EXERCISE DIRECTIONS: Type out the entries again, matching each one exactly.

** Opening EXERCISE MATERIAL block **

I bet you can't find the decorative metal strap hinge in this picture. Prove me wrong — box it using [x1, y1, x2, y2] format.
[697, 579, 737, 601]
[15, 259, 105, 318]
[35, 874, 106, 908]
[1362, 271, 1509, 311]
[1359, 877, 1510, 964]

** Closing EXERCISE MATERIAL block **

WRITTEN SOLUTION:
I bet you can't find the decorative metal strap hinge in this picture. Prove me wrong — box it using [x1, y1, x2, y2] format.
[697, 579, 737, 601]
[15, 259, 105, 318]
[35, 874, 106, 908]
[1362, 271, 1509, 311]
[1359, 877, 1510, 964]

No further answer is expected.